### [所给文本]
╔══

方法1:
已知某一个人手里的金额为a,以及他转给下一个人时的要扣除的手续费百分比(边权w),假设下一个人实际拿到的金额为b,则有 $ a - a * w = b$,也即: $ a * (1 - w) = b$。
反过来说,如果已经知道最后b能够拿到的钱,就能推出a当时有多少钱: $b / (1 - w) = a$
因此,在读取边权时,处理一下,可以认为边权w = (100 - w) / 100(剩余的金额的百分比)。
然后从终点(100元)出发,反着推一开始最少有多少钱。
#include <iostream>
using namespace std;
#include <cstring>
#include <algorithm>
#include <queue>
const static int N = 2010, M = 1e5 + 10, INF = 0x3f3f3f3f;
int h[N], e[M], nex[M], idx;
double w[M];
double dist[N];
bool st[N];
int n, m;
int a, b;
using PDI = pair<double, int>;
priority_queue<PDI, vector<PDI>, greater<PDI>> heap;
void add(int a, int b, double c)
{
w[idx] = c, e[idx] = b, nex[idx] = h[a], h[a] = idx++;
}
void dijkstra()
{
memset(dist, 0x43, sizeof dist);
dist[b] = 100.0;
heap.push({ dist[b], b });
while (heap.size())
{
PDI t = heap.top();
heap.pop();
int ver = t.second;
double distance = t.first;
if (st[ver]) continue;
st[ver] = true;
for (int i = h[ver]; i != -1; i = nex[i])

╚══

### [任务要求]
a. 请把转账手续费算法文本中以"已知某一个人手里的金额为a"开头的那一段改写得更简短,保留其主要内容。
b. 请从转账手续费算法文本停下的地方接着写下去。
后面的清单与这些任务毫无关系。

### [所给信息]
╔══

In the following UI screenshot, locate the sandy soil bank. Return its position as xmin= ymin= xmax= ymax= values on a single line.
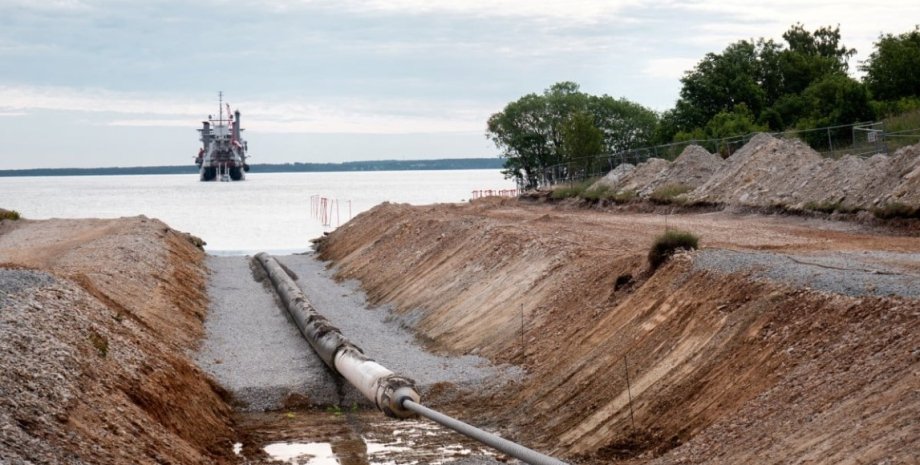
xmin=319 ymin=199 xmax=920 ymax=464
xmin=0 ymin=217 xmax=233 ymax=464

╚══

### [任务答案]
a. 设某人手中有a元,转给下一个人时扣除的手续费百分比为边权w,下一个人实际拿到b元,则a − a·w = b,即a·(1 − w) = b。

b.
{
int j = e[i];
if (dist[j] > distance / w[i])
{
dist[j] = distance / w[i];
heap.push({ dist[j], j });
}
}
}
}
// 从B走到A的最短路径
int main()
{
memset(h, -1, sizeof h);
cin >> n >> m;
for (int i = 0; i < m; ++i)
{
int a, b;
double c;
cin >> a >> b >> c;
c = (1.0 - c / 100);
add(a, b, c), add(b, a, c);
}
cin >> a >> b;
dijkstra();
printf("%.8lf", dist[a]);
}
方法二:
与方法一思想类似,只不过在计算过程中不考虑金额,只考虑百分比系数
若输入百分比系数w,令 $w = (100 - w) / 100$, 初始金额, 最后的金额b
$b = a * w_1 * w_2 * w_3$,要使a最小,则w需最大。
#define _CRT_SECURE_NO_WARNINGS
#include <iostream>
using namespace std;
#include <algorithm>
#include <cstring>
const static int N = 2010;
double rect[N][N];
bool st[N];
double d[N];
int n, m;
int a, b;
double dijkstra()
{
d[a] = 1;
for (int i = 0; i < n - 1; ++i)
{
int t = -1;
for (int j = 1; j <= n; ++j)
if (!st[j] && (t == -1 || d[t] < d[j]))
t = j;
st[t] = true;
for (int i = 1; i <= n; ++i)
{
d[i] = max(d[i], d[t] * rect[t][i]);
}
}
return d[b];
}
int main()
{
cin >> n >> m;
for (int i = 0; i < m; ++i)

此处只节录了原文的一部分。